■ SHORT PROBLEM 1
Answer these about the H.264 passage below:
(a) Who examines the life of this codec, and for which publication?
(b) According to the passage, what keeps simple digitisation from being used to distribute digital television?
(c) What does compression require at the transmitting side, and what at the TV?

■ TEXT PASSAGE
■ ■ ■ ■
H.264 is possibly not the snappiest or most memorable name, but even 10 years on it remains an important video coding standard, one that made HDTV possible. John Watkinson has had the phrase "industry standard" attributed to most of his numerous publications on digital audio and video – he really did write the book on MPEG – and he examines the life of this enduring codec for The Register.
The big picture
The great advantage of the digital domain is that it is possible to use the techniques of error correction and time-base stabilisation to deliver data to any desired accuracy and time stability. But simple digitisation cannot be used for the distribution of digital television because of the huge data rate it creates.
Every digital still camera owner knows the image is divided into millions of pixels, but in television we are going to send a new picture many times per second. It is easy to see that the resultant data rate is going to be phenomenal. Digital television would be neither practical nor economic without some reduction of that data rate. Compression is the solution, which means we need an encoder at the transmitting side and a matching decoder at the TV.
■ ■ ■ ■
Raw records:

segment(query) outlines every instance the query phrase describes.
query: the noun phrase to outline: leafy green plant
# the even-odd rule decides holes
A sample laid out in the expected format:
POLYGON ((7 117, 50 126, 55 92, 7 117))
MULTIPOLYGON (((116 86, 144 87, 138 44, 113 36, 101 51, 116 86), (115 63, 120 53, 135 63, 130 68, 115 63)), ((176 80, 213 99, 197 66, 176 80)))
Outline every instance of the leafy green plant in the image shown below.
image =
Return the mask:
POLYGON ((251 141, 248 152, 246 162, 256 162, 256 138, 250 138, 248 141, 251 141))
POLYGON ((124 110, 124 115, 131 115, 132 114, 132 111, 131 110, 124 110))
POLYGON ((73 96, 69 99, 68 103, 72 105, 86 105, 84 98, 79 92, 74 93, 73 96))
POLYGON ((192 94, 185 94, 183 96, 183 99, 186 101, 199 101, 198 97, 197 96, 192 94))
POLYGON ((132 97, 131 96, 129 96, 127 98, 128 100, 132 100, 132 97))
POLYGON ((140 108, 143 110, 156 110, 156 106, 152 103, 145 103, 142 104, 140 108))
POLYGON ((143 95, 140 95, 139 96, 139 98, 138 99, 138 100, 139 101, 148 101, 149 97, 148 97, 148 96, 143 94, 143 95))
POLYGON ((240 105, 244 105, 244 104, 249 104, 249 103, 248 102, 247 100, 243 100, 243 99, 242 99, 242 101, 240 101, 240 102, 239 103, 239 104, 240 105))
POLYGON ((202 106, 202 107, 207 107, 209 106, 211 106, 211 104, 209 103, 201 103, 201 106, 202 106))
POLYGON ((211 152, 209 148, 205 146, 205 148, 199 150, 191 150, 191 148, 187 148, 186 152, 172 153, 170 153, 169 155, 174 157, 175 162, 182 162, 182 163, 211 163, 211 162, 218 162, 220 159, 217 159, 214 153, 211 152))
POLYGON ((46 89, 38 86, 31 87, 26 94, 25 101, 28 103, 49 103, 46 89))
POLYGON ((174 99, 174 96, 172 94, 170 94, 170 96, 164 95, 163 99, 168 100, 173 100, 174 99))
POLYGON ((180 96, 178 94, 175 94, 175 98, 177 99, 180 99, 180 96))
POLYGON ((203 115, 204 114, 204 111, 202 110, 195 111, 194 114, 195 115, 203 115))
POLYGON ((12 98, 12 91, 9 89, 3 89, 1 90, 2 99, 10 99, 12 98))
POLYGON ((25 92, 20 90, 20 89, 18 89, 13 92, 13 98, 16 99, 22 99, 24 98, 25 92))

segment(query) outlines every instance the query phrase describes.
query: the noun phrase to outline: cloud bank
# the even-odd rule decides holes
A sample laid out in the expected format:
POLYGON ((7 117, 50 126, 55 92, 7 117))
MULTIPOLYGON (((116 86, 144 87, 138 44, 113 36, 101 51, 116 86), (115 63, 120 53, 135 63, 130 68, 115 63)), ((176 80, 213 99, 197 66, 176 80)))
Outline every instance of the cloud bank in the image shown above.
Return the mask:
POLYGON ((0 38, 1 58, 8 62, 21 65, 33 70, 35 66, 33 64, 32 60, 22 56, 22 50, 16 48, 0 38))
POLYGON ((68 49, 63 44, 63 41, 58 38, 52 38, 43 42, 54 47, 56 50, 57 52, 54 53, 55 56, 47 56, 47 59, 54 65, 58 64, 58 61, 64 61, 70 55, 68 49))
■ ■ ■ ■
■ SHORT PROBLEM 2
Pull out every line of the listing above that contains the string "green", treating case as significant.

■ RESULT 1
(a) John Watkinson, for The Register.
(b) The huge data rate it creates.
(c) An encoder at the transmitting side and a matching decoder at the TV.

■ RESULT 2
query: the noun phrase to outline: leafy green plant
Outline every instance of the leafy green plant in the image shown below.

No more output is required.